Text block
Listening to Elder Oaks and Elder Christofferson yesterday on Trib Talk, I came to a sudden realization.  I think they genuinely don’t understand what is happening to thousands of members of their church.  I guess that’s bound to be the case in a church of millions.  Yet I can’t help but expect more from someone who holds the title of “apostle.”

They were asked a complex set of questions stemming from multiple online sources about whether members of the church would be disciplined for speaking out about opposing beliefs and supporting groups like Affirmation and Ordain Women.  The multiplicity of these questions suggested that this kind of discipline has taken place quite rampantly and many people share a strong fear surrounding this issue.

Elder Christofferson took the first stab at an answer. “It doesn’t really become a problem unless someone is out attacking the church and its leaders.  If that’s a deliberate and a persistent effort and trying to get others to follow, trying to draw others away, trying to pull people, if you will, out of the church or away from its teachings and doctrines.  That’s very different for us than someone who feels one way or another on a political stance or a particular action to support a group, Affirmation or any others that you named.”

So apparently you can support say, Ordain Women, so long as you are not attacking church leaders and trying to get people to leave the church.  What constitutes attacking leaders?  If I think that they are wrong about LGBT issues and women not holding the priesthood and I speak up about that, am I attacking them?  Elder Christofferson seems to be suggesting that it’s okay to speak up and to disagree with them.  So who’s to be the judge whether your vocal opposition is an attack or not?  Oh, right, that’s what we have Judges in Israel for.

Directives
(1) Rewrite the commentary on church discipline starting at "So apparently you" and ending at "in Israel for.", swapping "church leaders" for "general authorities".
(2) In the commentary on church discipline, which two elders did the writer hear on Trib Talk?
(3) Extend the commentary on church discipline past its final sentence.

Location annotation dataset excerpts:
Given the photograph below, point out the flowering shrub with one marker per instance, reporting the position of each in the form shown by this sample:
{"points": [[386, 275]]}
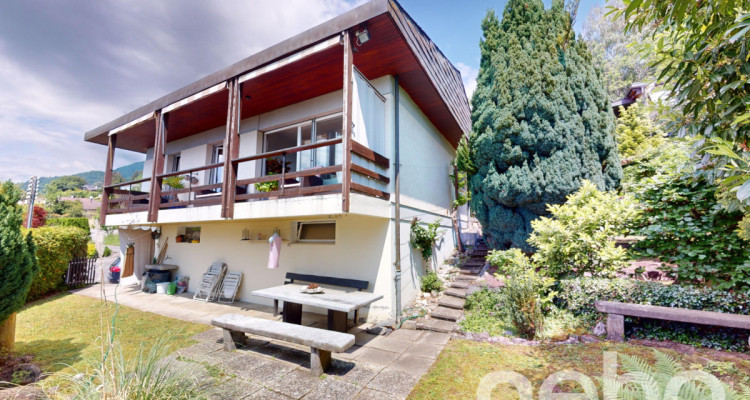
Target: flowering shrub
{"points": [[56, 246]]}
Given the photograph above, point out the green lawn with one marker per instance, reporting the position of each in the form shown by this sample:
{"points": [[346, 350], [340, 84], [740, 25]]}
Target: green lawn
{"points": [[64, 330], [112, 239], [460, 367]]}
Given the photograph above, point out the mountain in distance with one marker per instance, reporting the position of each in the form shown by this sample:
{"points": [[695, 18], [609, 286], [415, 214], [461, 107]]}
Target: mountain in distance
{"points": [[93, 177]]}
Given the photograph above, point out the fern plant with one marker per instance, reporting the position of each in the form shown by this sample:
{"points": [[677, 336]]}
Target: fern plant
{"points": [[666, 379]]}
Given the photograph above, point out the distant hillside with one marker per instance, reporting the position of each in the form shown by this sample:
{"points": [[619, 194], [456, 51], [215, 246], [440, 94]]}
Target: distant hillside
{"points": [[93, 177]]}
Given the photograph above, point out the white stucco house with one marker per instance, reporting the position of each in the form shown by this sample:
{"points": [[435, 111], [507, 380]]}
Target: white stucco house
{"points": [[364, 111]]}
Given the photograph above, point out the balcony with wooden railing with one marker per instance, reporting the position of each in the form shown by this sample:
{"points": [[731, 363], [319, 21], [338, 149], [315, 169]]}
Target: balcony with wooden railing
{"points": [[357, 176]]}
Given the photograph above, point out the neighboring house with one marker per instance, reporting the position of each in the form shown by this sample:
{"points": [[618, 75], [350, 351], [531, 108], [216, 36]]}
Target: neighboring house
{"points": [[357, 109], [639, 92]]}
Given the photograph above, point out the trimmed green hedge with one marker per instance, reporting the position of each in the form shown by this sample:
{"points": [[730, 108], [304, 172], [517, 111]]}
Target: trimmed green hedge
{"points": [[578, 295], [82, 223], [56, 246]]}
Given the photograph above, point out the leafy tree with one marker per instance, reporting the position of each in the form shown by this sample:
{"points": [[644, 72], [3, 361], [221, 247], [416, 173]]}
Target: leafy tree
{"points": [[65, 183], [702, 50], [621, 63], [38, 219], [541, 122], [636, 133], [17, 262]]}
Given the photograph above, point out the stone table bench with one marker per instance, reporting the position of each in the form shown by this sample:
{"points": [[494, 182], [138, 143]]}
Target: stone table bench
{"points": [[321, 342]]}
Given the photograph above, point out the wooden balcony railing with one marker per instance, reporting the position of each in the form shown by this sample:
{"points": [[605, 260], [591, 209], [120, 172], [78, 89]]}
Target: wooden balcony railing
{"points": [[289, 184]]}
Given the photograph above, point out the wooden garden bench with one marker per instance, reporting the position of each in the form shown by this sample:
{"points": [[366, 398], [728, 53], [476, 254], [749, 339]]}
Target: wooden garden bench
{"points": [[617, 311], [322, 342]]}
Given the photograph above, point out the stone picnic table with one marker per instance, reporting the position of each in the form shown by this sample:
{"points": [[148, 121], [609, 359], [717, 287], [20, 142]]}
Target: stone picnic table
{"points": [[338, 302]]}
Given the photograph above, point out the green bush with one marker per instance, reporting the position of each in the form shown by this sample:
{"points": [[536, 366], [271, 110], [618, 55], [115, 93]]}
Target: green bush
{"points": [[430, 282], [578, 296], [522, 306], [684, 225], [56, 246], [636, 133], [91, 250], [579, 237], [82, 223]]}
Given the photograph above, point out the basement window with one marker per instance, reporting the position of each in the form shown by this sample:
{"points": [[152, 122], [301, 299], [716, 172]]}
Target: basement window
{"points": [[316, 232]]}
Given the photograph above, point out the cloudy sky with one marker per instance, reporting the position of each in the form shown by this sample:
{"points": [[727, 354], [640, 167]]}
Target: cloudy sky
{"points": [[69, 66]]}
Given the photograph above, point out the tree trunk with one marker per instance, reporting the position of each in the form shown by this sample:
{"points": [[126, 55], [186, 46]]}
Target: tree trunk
{"points": [[8, 333]]}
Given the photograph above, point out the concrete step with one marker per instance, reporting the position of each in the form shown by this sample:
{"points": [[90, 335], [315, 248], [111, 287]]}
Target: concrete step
{"points": [[456, 292], [448, 314], [459, 285], [452, 302], [439, 325]]}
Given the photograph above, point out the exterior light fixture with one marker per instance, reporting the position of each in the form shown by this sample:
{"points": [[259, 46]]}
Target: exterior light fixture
{"points": [[363, 37]]}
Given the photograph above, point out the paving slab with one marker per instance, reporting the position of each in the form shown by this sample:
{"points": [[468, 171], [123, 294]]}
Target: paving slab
{"points": [[376, 356], [394, 382], [330, 388], [232, 389], [425, 350], [435, 338], [449, 314], [369, 394], [295, 384], [412, 363], [452, 302], [390, 343], [461, 293]]}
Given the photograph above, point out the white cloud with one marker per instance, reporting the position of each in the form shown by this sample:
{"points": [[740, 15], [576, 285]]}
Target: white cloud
{"points": [[469, 77], [67, 67]]}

Responses to the tasks
(1)
So apparently you can support say, Ordain Women, so long as you are not attacking general authorities and trying to get people to leave the church.  What constitutes attacking leaders?  If I think that they are wrong about LGBT issues and women not holding the priesthood and I speak up about that, am I attacking them?  Elder Christofferson seems to be suggesting that it’s okay to speak up and to disagree with them.  So who’s to be the judge whether your vocal opposition is an attack or not?  Oh, right, that’s what we have Judges in Israel for.

(2) Elder Oaks and Elder Christofferson.

(3)
According to Elder Oaks, “Questions you ask are not resolved at church headquarters, they’re resolved by prayerful consideration of a bishop who’s been taught the principles of love, and the limits that apply.  And I find it quite significant that despite all the worry along the lines that you mentioned I haven’t heard of a discipline case.”

Yes, Elder Oaks, there was a lot of worry in that line of questioning, wasn’t there?  Perhaps there’s a reason for that.  Perhaps we can look at some real life scenarios for a moment to see how well our bishops have been taught the principles of love.  Side note: I don’t remember Christ teaching us about limits that apply to love.  I’m pretty sure that true charity is limitless.  Since Elder Oaks has not heard of a single discipline case, I will start with mine.

Was I attacking the church?  No.  Was I telling people to leave?  No.  Here’s what I was doing.  I was faithfully fulfilling my calling as a counselor in the primary presidency, teaching the children that they had a Mother and Father in Heaven who loved them.  In the online world I posted about an interfaith fast for equality in religion sponsored by Ordain Women.  And when my friends posted anti-ordain women stuff, I defended them.  That resulted in multiple meetings with my stake president and bishop, lots of counseling and well, attacking.  They attacked my intelligence, my testimony, my faith, my understanding of the gospel.  They told me I was on a slippery slope to apostasy, if I wasn’t already there.  They told me that there was little chance that I could renew my temple recommend if I continued down this path.  All of this they did in a condescending tone.  Believe me, love was not a word that I would use to describe the principle my bishop and stake president were acting on.  After two and a half hours in a meeting with my stake president and bishop while my kids went crazy in the foyer, I had finally had enough attacking for one day and I walked out.

The next thing I knew, I was being publicly shamed at church.  Do you know what happens when your bishop publicly shames you at church?  You start to have random visitors at your house calling you to repentance.  You are shunned and you become an outcast to your community.  And no one will ever know your story because they trust the man in authority, and he has told them his own version of the story.  I lost my calling and everything that makes me want to stay at church.  So tell me, Elder Oaks and Christofferson, who was it here that was pulling people away from the church?  In my case, my bishop and stake president were the offenders.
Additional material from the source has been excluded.